Face-to-face with DR Congo rebel chief

By Mark Doyle
BBC world affairs correspondent

Laurent Nkunda in North Kivu, 10 November 2008

High above sea level, nestling on the stunningly beautiful Massisi Plateau of eastern Congo, lies the village of Kilolirwe.

The dirt roads leading the way, lined with eucalyptus trees, are cut out of black volcanic earth.

It is a place of soaring hills and verdant green pastureland, often covered in mountain mists.

It is also just a few kilometres from the headquarters of one of the country's most feared rebel leaders, General Laurent Nkunda, whose recent military offensive in the region has displaced a quarter of a million people.

I reached Kilolirwe by crossing the front line between government troops and rebels, which in this area lies just outside the town of Sake, 25km (15 miles) west of Goma.

Map of eastern DR Congo

Here, the government forces have a checkpoint just 2km away from the first rebel position.

A small detachment of Indian soldiers from the United Nations peacekeeping force is between them.

We had requested an interview with the general.

Clad in smart military uniform and surrounded by a clutch of heavily-armed rebel soldiers, Gen Nkunda claimed he would overthrow the government in the capital Kinshasa if Congolese President Joseph Kabila refused power-sharing talks.

It is a demand that President Kabila has already rejected, saying that talking to the rebel leader would be "unconstitutional".

I asked General Nkunda if he was seriously suggesting that he would take over the whole of Congo.

Peering through his thin-rimed spectacles, the tall ethnic Tutsi general stared at me for a moment and bluntly replied: "Of course."

What right did a rebel leader have, I asked, to demand anything from the elected government of Congo?
■ ■ ■ ■ ■ ■ ■
Work to be completed => Please carry on the report on the Congo rebel leader from its last sentence. The records have no connection to the report on the Congo rebel leader.
■ ■ ■ ■ ■ ■ ■
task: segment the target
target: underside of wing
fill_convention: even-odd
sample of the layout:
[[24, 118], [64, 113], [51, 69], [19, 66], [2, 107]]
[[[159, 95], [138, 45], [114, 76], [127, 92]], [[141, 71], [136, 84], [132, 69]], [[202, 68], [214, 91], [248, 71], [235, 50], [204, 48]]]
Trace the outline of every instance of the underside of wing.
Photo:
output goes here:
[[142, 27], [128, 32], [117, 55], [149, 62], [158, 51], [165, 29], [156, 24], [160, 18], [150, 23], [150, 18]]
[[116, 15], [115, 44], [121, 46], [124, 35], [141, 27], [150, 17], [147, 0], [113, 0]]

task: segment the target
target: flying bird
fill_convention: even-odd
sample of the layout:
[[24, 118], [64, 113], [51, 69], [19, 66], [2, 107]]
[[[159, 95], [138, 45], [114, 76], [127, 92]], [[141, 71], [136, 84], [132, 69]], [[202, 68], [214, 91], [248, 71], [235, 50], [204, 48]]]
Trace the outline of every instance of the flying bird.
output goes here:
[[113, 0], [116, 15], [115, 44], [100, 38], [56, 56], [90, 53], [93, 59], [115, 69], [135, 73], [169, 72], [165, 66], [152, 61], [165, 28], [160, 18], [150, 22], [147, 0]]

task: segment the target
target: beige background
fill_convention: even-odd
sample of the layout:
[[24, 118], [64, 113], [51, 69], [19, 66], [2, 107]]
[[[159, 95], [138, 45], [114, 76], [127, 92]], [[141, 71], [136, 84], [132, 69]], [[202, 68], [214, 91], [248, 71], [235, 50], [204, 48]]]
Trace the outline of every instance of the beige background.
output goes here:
■ ■ ■ ■ ■ ■ ■
Written response =>
FORCES AROUND GOMA

Source: UN, military experts
People queue for aid at the Kibati refugee camp outside Goma, Democratic Republic of Congo (09/11/2008)

"I am a rebel, but the way to resolve the problem is to negotiate," he replied.

The "problem", in Gen Nkunda's eyes, has several strands.

A key strand is what he perceives as the poor treatment DR Congo's ethnic Tutsis have suffered over the years; he says that defending Tutsis is the reason he took up arms.

In his view the presence in DR Congo of ethnic Hutu militias alleged to have been involved in the 1994 genocide of Tutsis across the border in neighbouring Rwanda is, today, a real threat to Congolese Tutsis.

The links between the Tutsi cousins on both sides of the border between Congo and Rwanda have often led to accusations - by DR Congo and some western governments - that Rwanda backs the rebels.

Kigali and Gen Nkunda routinely deny the charges - and the general duly obliged again when I asked him the question.

"I cannot be a tool of Rwanda," he said. "I am Congolese and proud of it."

Gen Nkunda's threat against Kinshasa is a typically ambitious one from a man who has rejected normal politics and gone for a military option.

The threat may remain just a threat, for now, aimed at raising the stakes ahead of any possible talks.

Congolese government troops - 7 November picture

But it certainly comes at an extremely tense time, when other African countries are threatening to intervene militarily on the side of the Congolese government.

During the 1990s at least half a dozen African states had armies in Congo backing their favoured local warlords.

That provoked a regional war which contributed to the deaths of five million people over 10 years - from fighting, famine, displacement and neglect.

Any new attempt at foreign intervention in the current conflict would be extremely risky.